* **Exercise instructions**:
Reproduce only the lines that run from the line containing "In this exercise you will tag the yellow" to the end of the entries below, exactly as they stand.

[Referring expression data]
►
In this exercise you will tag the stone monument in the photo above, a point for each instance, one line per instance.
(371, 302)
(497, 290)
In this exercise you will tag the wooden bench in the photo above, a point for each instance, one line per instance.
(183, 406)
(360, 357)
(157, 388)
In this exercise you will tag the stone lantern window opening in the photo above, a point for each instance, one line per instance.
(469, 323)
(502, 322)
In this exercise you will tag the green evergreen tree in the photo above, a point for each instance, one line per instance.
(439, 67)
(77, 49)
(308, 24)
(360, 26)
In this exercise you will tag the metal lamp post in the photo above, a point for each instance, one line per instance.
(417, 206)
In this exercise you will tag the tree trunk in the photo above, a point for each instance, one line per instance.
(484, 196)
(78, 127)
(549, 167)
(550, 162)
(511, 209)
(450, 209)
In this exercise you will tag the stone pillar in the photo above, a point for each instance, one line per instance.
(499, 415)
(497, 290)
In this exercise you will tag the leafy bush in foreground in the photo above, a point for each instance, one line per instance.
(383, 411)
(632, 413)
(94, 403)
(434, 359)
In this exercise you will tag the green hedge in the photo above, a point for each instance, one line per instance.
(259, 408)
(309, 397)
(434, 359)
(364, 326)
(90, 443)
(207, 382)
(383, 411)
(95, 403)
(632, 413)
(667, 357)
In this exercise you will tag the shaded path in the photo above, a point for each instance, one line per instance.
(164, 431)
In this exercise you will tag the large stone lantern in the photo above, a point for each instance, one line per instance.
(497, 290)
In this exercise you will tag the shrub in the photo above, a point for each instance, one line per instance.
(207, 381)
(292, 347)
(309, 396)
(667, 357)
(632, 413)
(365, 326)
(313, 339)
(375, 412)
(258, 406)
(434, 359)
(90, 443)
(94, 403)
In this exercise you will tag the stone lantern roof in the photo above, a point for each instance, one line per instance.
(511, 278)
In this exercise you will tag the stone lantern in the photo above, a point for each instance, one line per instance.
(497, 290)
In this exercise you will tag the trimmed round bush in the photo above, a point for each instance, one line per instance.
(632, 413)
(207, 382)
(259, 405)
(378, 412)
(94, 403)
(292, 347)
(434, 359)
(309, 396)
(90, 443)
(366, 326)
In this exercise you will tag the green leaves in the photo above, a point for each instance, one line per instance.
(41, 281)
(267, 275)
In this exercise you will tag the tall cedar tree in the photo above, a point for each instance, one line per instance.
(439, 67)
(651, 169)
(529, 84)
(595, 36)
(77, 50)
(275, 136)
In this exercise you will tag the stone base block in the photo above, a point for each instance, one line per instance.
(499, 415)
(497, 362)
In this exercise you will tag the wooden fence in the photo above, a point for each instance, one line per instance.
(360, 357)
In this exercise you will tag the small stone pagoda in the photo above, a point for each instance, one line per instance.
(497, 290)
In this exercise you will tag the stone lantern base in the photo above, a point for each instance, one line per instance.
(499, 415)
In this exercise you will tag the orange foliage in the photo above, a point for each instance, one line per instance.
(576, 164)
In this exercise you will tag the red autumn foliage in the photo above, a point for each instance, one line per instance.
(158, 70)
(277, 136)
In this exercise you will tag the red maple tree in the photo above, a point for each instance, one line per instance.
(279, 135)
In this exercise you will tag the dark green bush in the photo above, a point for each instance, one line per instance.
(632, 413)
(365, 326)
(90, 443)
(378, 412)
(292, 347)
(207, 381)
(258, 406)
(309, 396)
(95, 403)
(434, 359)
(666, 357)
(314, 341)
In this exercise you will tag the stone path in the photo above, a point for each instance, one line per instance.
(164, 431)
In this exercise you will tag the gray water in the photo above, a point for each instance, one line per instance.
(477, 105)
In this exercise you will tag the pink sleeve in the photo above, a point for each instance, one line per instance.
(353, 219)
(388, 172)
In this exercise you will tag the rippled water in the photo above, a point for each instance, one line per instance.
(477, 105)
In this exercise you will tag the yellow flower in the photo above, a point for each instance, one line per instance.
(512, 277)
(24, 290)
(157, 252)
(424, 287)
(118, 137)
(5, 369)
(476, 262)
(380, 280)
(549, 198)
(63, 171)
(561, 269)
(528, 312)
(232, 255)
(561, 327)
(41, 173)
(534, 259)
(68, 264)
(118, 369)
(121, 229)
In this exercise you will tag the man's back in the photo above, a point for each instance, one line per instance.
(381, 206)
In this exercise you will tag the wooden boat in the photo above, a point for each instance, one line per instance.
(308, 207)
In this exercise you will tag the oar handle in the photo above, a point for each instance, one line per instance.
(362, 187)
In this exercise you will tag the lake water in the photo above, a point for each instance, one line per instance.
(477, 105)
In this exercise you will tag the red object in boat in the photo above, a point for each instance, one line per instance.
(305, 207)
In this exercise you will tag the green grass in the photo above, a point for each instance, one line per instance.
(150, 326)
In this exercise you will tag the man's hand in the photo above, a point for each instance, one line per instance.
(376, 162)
◄
* **Response**:
In this exercise you will tag the yellow flower in the photo above, a point for each instance, one line per instance.
(512, 277)
(24, 290)
(157, 252)
(424, 287)
(118, 137)
(5, 369)
(476, 262)
(380, 280)
(549, 198)
(63, 171)
(561, 269)
(528, 312)
(232, 255)
(561, 327)
(41, 173)
(534, 259)
(68, 264)
(118, 369)
(121, 229)
In this exercise you will tag the man's back in the photo above, a point for each instance, one line per instance.
(381, 206)
In this exercise you will tag the wooden boat in the photo above, a point for each instance, one line per instance.
(308, 207)
In this exercise you will tag the oar handle in the photo above, a point for each instance, one line per instance.
(362, 187)
In this exercise you will tag the lake water in the photo above, a point for each instance, one line per instance.
(477, 105)
In this exercise you will tag the red object in boat in the photo above, a point for each instance, one line per instance.
(305, 207)
In this exercise you will tag the green grass in the photo above, a point for each instance, one line per instance.
(150, 326)
In this exercise you will tag the man's hand in the photo above, a point for each instance, one line per instance.
(376, 162)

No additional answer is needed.